§ **Work to be completed**
Rewrite the novel-pitching passage from "When I found" up to and including "nearest airport runway.", substituting "draft" for "manuscript".

First: I didn't set out to do anything more edgy than write a modern-day mystery with antecedents reaching back to the Hapsburg Dynasty. Basic, safe stuff: lost treasure and homicidal badguys and the like. Smooth sailing until I decided to add a modest romantic angle. I went with American gent meets European lady. Couldn't make it work. The male character was too strong while the female character was too weak. So I switched roles. Same issue in reverse. A couple of days later, I hit on exactly the wrong answer: two female characters. One of whom is barely self-sufficient; suffering from a developmental disorder. Add in a few bedroom scenes and now an extremely sketchy adult romance had overtaken an old-school mystery. Traditional readers of either genre were going to be unhappy.

Of the first ten agents I tried, I got back three variations of: "Love the writing, but you can't sell this. We can't market it as genre fiction. Come back when you have something different."

When I found an agent, the difficulties were merely pushed one rung up the ladder. One publisher wrote back: "Unless this guy has a couple million followers on Twitter, we aren't interested. We have no way to market this."

I was being advised, many times in not so subtle ways, that I needed to pick a genre and stick to it. The problem with this was simple: the reason these people liked the writing was because I believed in what I was doing. Change the manuscript to be more marketable, and that belief would be gone, taking the writing with it. After a few months of this, I figured I would have more fun playing hopscotch on the nearest airport runway.

§ **Data excerpt**
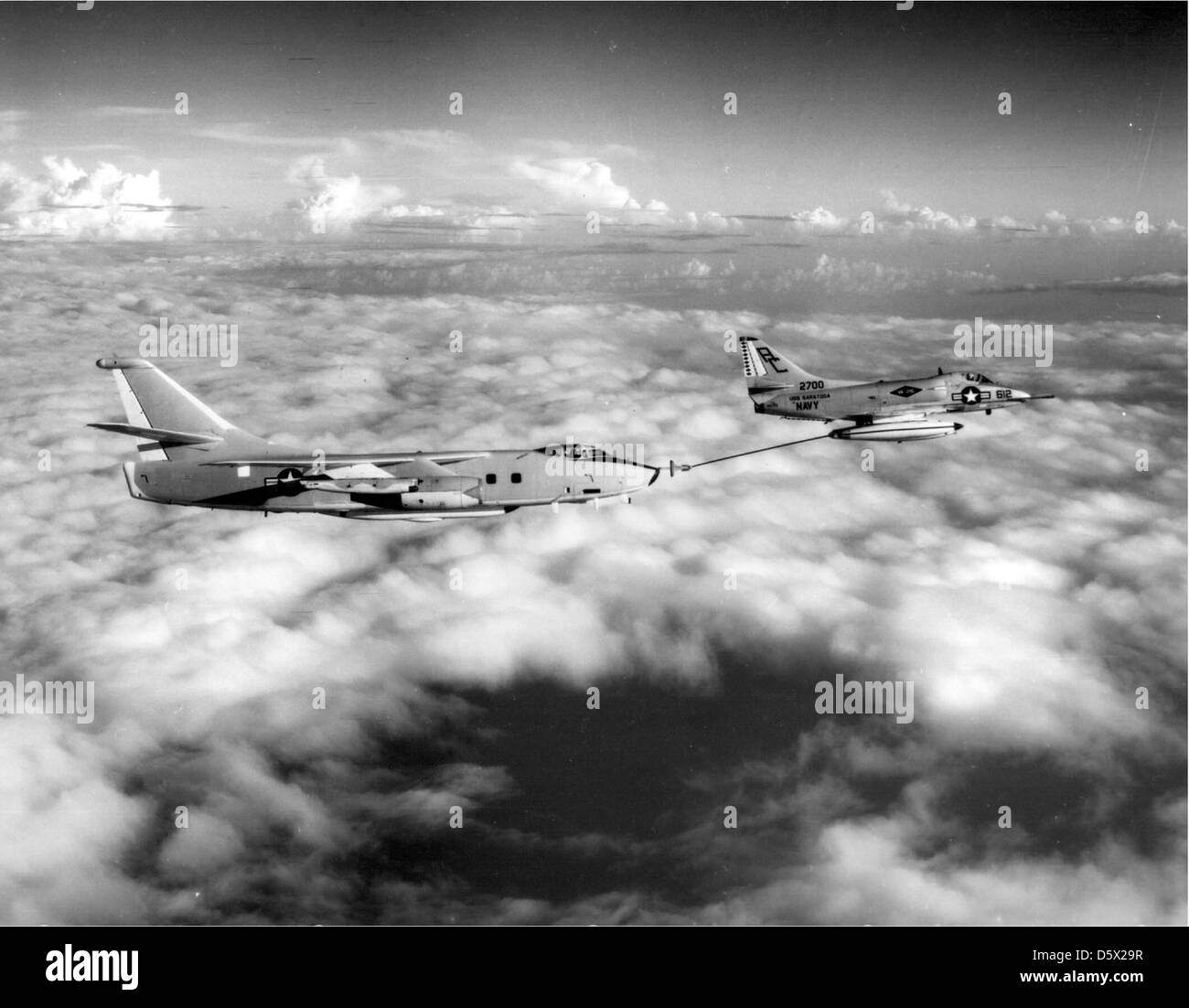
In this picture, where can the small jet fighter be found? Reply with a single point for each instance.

§ **Output**
When I found an agent, the difficulties were merely pushed one rung up the ladder. One publisher wrote back: "Unless this guy has a couple million followers on Twitter, we aren't interested. We have no way to market this."

I was being advised, many times in not so subtle ways, that I needed to pick a genre and stick to it. The problem with this was simple: the reason these people liked the writing was because I believed in what I was doing. Change the draft to be more marketable, and that belief would be gone, taking the writing with it. After a few months of this, I figured I would have more fun playing hopscotch on the nearest airport runway.